- **DOCUMENT EXCERPT**:
++++
I'll only speak for U.S. society as that is what I know; all others apply
whatever fits. In addition to the trend of mindless consumerism that Laura
described so well, there have been two additional trends contributing to
changes in education: the weakening of family (parental) influence and the
growing role of schools as the tool of social engineering.

The family: Since the early 1900s women have been given the additional role
of working jobs outside the home as well everything they do inside the home.
Public schools now assume the role of babysitter and caregiver, at the
expense of education.  Also there is a growing trend of children being
raised without fathers; the resulting social and behavioral problems of
children are an additional burden on schools, further hindering education.

Social engineering: Everyone who wants to change the world starts by trying
to get control of the public schools so as to influence young minds in their
direction. I have noticed even on this list many wanting to get
Python/whatever into the official curriculum; it seems so much easier to get
one small group of government officials to push your agenda than to pursuade
parents and teachers. Unfortunately, the public schools then become the
battleground of ideologies, in the same way that government-run media
becomes the first target of any would-be revolutionary junta. Politics
rules the schools, and education suffers.

With all of this going on, it is a wonder that anyone learns anything useful
in school. Indeed, I have memories even from my elementary school days of
feeling that my time was being wasted, that I could be learning a lot
more and a lot faster, and that I was just being "babysat".

So where do I fit in here? I'm trying to be part of the solution, not part
of the problem. I don't have grandiose ideas about changing the course of
world events, but I think each one of us can change the lives of individuals
around us. I was greatly benefited by mentoring from engineers as a
teenager. I'm just trying to give back, by trying to give my own children
and others the same opportunities that I had. We on this list are mostly
self-taught, independent-minded people. We believe that people *can* rise
above mindless consumerism, that they can do something significant. I
believe that young people (and all people) are capable of doing a lot more
with their minds than what they currently do; that's why I believe that they
can learn, among other things, programming with Python.
++++
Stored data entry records
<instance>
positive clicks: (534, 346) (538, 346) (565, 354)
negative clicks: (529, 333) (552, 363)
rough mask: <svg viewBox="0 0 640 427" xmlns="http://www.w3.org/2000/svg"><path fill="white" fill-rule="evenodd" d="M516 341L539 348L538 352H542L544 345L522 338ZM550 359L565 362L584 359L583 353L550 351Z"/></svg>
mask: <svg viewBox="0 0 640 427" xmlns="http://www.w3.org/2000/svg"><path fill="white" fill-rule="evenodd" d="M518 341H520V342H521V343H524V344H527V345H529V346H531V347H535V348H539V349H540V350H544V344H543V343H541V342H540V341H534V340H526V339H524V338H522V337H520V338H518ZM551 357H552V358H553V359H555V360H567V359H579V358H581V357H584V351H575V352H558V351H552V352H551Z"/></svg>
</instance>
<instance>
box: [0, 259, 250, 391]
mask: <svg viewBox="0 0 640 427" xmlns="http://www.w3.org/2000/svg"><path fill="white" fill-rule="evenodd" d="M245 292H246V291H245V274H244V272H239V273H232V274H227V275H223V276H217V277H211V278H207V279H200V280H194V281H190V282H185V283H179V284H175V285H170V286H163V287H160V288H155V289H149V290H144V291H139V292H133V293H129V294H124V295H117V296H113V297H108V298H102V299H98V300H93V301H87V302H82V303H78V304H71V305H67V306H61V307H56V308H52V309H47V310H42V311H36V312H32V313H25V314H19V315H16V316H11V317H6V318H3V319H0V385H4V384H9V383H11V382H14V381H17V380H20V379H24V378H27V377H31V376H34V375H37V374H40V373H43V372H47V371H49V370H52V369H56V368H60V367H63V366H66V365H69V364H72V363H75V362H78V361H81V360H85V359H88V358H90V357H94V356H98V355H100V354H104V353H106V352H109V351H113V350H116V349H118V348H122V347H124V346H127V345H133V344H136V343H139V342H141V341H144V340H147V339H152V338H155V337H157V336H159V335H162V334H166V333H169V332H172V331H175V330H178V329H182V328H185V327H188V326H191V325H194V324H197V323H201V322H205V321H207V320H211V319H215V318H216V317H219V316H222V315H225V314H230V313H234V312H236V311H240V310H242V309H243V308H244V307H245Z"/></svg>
++++
- **WORK INSTRUCTIONS**:
1) For the education commentary, decide whether each statement agrees with it: (a) public schools have taken on the role of babysitter and caregiver at the cost of education; (b) women began working jobs outside the home in the 1950s; (c) the writer benefited as a teenager from mentoring by teachers. Answer yes or no for each and quote the deciding words.
2) Carry the education commentary forward from its final sentence.

- **YOUR WRITTEN ANSWERS**:
1)
(a) Yes: "Public schools now assume the role of babysitter and caregiver, at the expense of education."
(b) No: "Since the early 1900s women have been given the additional role of working jobs outside the home"
(c) No: "I was greatly benefited by mentoring from engineers as a teenager."

2)
David H.


On Fri, Oct 07, 2005 at 03:26:16PM +0200, Laura Creighton wrote:

> Part of our problem is that the development of 'education for all' has
> historically happened in the economic climate where the great need was
> to convert surplus farm-labour into industrial workers.  Thus the sort
> of things that were considered essential to a 'good education' was the
> sort of things that may you _employable_.  (Before then, a huge number
> of people didn't have _jobs_, simply a huge amount of work they needed
> to do.  Housewives are in a similar position today.)  For better and
> for worse, this has produced an educational infrastructure which is
> driven by the demands of the employers on soon-to-become workers.
>
> This works fairly poorly when combined with advanced high-technology
> consumerism.  What happens when what your potential employers want
> most from the soon-to-be workers is 'to not have to employ them at
> all'?  As long as consumers keep spending, that is their only real value.
>
> This is decidedly at variance with historical precident, where one's
> value was as a _producer_, and where consumption merely happened to
> balance the books, so to speak. (_Lack_ of consumption mattered,
> in that if you produced something that nobody wanted, you would end
> up with surplus stock, and the indication that something was terribly
> wrong with your business model.  Or maybe the harvest was extra good
> this year ....)  Scarcity was the norm.  Forgetting the problems
> of 'my factory won't scale' and 'my product is so expensive that
> I have very few potential customers', you could build a working
> business model based on the idea that you could sell all that you
> could produce.  Thus converting all the farm workers into producers
> made sense.
>
> But with prosperity came an end to scarcity.  The first manufacturers
> ran into it when they discovered that the cost in transportng their
> good to new customers made their prices uncompetitive.  At this point
> in time, improvements in transportation technology drove the ability
> of large firms to increase their markets.  Current technology is so
> advanced that you can pick up raw materials from Canada, ship them to
> South East Asia, make cars out of them, and ship the cars back.  It is
> one big global market now.  The attempts to sell in China is the
> pushing back of the last -- admittedly huge -- frontier.
>
> But the upshot of all of this is that scarcity is over.  The market in
> goods and services are saturated with offerings.  It doesn't do you
> any good to make any more, since all you will do is waste money and
> add to the glut.  Indeed, you are better off spending your money in
> advertising, trying to promote averice, and 'stimulate demand'.
>
> And where human beings really shine is at unskilled labour.  If you
> invest heavily in touch screens and bar code readers, you can lower
> the skills needed for a checkout clerk.  But they are cheaper than
> robots at picking up goods and passing them over the sensors.
>
> And it makes sense to pay them, at rates which exceed the value of
> the service they provide.  You just pass on their costs onto the
> price of the goods.  Because what keeps this over-balanced system
> running at all is amount of circulation that the money does.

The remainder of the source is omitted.